§ SHORT TASK:
Reproduce the material below in full, switching each occurrence of "evenodd" to "nonzero" and leaving everything else unchanged.

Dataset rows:

-*-

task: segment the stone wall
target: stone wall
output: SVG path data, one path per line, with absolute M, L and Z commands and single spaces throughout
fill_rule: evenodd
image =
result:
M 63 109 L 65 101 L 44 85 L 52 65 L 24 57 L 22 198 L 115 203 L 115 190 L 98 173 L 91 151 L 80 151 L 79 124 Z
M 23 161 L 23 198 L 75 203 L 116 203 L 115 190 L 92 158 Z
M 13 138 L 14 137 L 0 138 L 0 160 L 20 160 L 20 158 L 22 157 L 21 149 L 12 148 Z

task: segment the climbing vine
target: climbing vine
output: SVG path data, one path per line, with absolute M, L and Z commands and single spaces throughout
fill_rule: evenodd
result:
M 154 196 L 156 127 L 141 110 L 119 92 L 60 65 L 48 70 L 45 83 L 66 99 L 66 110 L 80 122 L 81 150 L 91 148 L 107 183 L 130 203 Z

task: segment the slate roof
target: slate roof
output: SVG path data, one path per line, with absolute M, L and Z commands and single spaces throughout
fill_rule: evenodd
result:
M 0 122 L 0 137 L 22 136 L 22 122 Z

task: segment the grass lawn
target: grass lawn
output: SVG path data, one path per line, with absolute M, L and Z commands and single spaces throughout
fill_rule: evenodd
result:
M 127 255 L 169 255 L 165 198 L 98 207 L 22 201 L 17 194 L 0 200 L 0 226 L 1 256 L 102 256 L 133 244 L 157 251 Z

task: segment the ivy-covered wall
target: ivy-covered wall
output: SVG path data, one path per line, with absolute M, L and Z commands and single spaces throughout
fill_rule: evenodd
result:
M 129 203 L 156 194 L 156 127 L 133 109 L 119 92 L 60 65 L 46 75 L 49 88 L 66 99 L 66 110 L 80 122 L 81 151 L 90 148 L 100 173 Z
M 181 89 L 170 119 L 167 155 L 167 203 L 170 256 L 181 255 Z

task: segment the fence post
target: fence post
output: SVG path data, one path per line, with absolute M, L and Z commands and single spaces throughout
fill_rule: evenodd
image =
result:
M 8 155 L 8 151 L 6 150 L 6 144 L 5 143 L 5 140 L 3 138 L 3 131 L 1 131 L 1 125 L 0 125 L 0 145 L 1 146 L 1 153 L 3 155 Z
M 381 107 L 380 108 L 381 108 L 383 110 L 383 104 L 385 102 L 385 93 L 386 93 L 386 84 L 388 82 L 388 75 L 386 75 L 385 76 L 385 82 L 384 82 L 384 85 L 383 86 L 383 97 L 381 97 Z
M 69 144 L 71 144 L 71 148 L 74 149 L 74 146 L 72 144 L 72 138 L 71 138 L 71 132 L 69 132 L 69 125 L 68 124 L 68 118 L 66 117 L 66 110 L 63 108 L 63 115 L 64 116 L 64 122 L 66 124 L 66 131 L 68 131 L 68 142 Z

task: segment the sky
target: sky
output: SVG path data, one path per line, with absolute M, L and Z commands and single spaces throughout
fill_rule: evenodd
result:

-*-

§ TASK SOLUTION:
task: segment the stone wall
target: stone wall
output: SVG path data, one path per line, with absolute M, L and Z commands and single spaces throughout
fill_rule: nonzero
image =
result:
M 63 109 L 65 101 L 44 85 L 52 65 L 24 57 L 22 198 L 115 203 L 115 190 L 98 173 L 91 151 L 80 151 L 79 124 Z
M 23 161 L 23 198 L 75 203 L 116 203 L 115 190 L 92 158 Z
M 13 138 L 14 137 L 0 138 L 0 160 L 20 160 L 20 158 L 22 157 L 21 149 L 12 148 Z

task: segment the climbing vine
target: climbing vine
output: SVG path data, one path per line, with absolute M, L and Z commands and single spaces throughout
fill_rule: nonzero
result:
M 154 196 L 156 127 L 141 110 L 119 92 L 60 65 L 48 70 L 45 83 L 66 99 L 66 110 L 80 122 L 81 150 L 91 148 L 107 183 L 130 203 Z

task: segment the slate roof
target: slate roof
output: SVG path data, one path per line, with absolute M, L and Z commands and single spaces throughout
fill_rule: nonzero
result:
M 0 122 L 0 137 L 22 136 L 22 122 Z

task: segment the grass lawn
target: grass lawn
output: SVG path data, one path per line, with absolute M, L and Z commands and single spaces throughout
fill_rule: nonzero
result:
M 127 255 L 169 255 L 165 198 L 98 207 L 22 201 L 17 194 L 0 200 L 0 226 L 1 256 L 102 256 L 133 244 L 157 251 Z

task: segment the ivy-covered wall
target: ivy-covered wall
output: SVG path data, one path per line, with absolute M, L and Z commands and single spaces throughout
fill_rule: nonzero
result:
M 129 203 L 156 194 L 156 127 L 133 109 L 119 92 L 60 65 L 46 75 L 49 88 L 66 99 L 66 110 L 80 122 L 81 151 L 90 148 L 100 173 Z
M 181 89 L 170 119 L 167 155 L 167 203 L 170 256 L 181 255 Z

task: segment the fence post
target: fence post
output: SVG path data, one path per line, with absolute M, L and Z commands and single spaces throughout
fill_rule: nonzero
image =
result:
M 8 155 L 8 151 L 6 150 L 6 144 L 5 143 L 5 140 L 3 138 L 3 131 L 1 131 L 1 125 L 0 125 L 0 145 L 1 146 L 1 153 L 3 155 Z
M 381 107 L 380 108 L 381 108 L 383 110 L 383 104 L 385 102 L 385 93 L 386 93 L 386 84 L 388 82 L 388 75 L 386 75 L 385 76 L 385 82 L 384 82 L 384 85 L 383 86 L 383 97 L 381 97 Z
M 69 144 L 71 144 L 71 148 L 74 149 L 74 146 L 72 144 L 72 138 L 71 138 L 71 132 L 69 132 L 69 125 L 68 124 L 68 118 L 66 117 L 66 110 L 63 108 L 63 115 L 64 116 L 64 122 L 66 124 L 66 131 L 68 131 L 68 142 Z

task: segment the sky
target: sky
output: SVG path data, one path per line, with absolute M, L and Z commands and single spaces throughout
fill_rule: nonzero
result:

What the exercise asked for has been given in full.